(Work to complete) A bare number is the expected answer: the count of lines in the data holding "green".

(Information supplied)
----------------
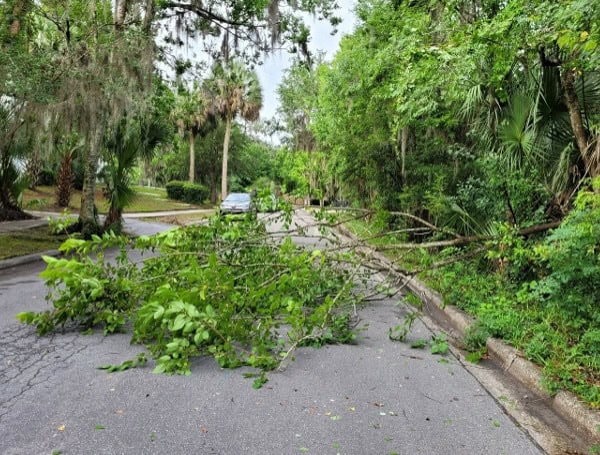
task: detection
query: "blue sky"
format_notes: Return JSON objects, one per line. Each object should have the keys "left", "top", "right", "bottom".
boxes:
{"left": 256, "top": 1, "right": 357, "bottom": 121}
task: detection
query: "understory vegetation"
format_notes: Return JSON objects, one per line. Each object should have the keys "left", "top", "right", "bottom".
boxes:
{"left": 270, "top": 0, "right": 600, "bottom": 408}
{"left": 344, "top": 178, "right": 600, "bottom": 406}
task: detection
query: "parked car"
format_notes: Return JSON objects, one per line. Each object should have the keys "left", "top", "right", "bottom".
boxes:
{"left": 219, "top": 193, "right": 254, "bottom": 214}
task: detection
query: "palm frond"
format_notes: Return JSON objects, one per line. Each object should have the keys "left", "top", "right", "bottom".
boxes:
{"left": 577, "top": 72, "right": 600, "bottom": 114}
{"left": 550, "top": 143, "right": 576, "bottom": 194}
{"left": 498, "top": 93, "right": 535, "bottom": 170}
{"left": 459, "top": 84, "right": 484, "bottom": 121}
{"left": 446, "top": 202, "right": 488, "bottom": 236}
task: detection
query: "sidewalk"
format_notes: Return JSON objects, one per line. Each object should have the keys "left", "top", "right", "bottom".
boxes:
{"left": 0, "top": 218, "right": 48, "bottom": 234}
{"left": 0, "top": 211, "right": 181, "bottom": 271}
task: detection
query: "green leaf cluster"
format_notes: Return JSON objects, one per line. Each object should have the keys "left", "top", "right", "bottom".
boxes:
{"left": 19, "top": 215, "right": 363, "bottom": 379}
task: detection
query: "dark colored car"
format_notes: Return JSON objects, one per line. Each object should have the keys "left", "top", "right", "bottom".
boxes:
{"left": 219, "top": 193, "right": 254, "bottom": 214}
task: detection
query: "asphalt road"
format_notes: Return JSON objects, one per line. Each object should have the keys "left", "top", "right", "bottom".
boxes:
{"left": 0, "top": 214, "right": 545, "bottom": 455}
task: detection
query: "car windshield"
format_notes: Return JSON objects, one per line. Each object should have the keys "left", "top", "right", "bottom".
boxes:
{"left": 223, "top": 193, "right": 250, "bottom": 203}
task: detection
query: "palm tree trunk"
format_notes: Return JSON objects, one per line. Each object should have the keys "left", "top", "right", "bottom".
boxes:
{"left": 189, "top": 131, "right": 195, "bottom": 183}
{"left": 115, "top": 0, "right": 128, "bottom": 31}
{"left": 80, "top": 128, "right": 102, "bottom": 237}
{"left": 221, "top": 117, "right": 232, "bottom": 199}
{"left": 401, "top": 126, "right": 408, "bottom": 183}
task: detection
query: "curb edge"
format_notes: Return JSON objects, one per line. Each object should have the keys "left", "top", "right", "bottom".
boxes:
{"left": 336, "top": 223, "right": 600, "bottom": 442}
{"left": 0, "top": 250, "right": 61, "bottom": 271}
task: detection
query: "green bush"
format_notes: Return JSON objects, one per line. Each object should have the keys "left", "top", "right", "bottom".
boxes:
{"left": 182, "top": 182, "right": 208, "bottom": 204}
{"left": 533, "top": 178, "right": 600, "bottom": 323}
{"left": 38, "top": 168, "right": 56, "bottom": 186}
{"left": 166, "top": 181, "right": 208, "bottom": 204}
{"left": 166, "top": 181, "right": 185, "bottom": 200}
----------------
(Solution) 2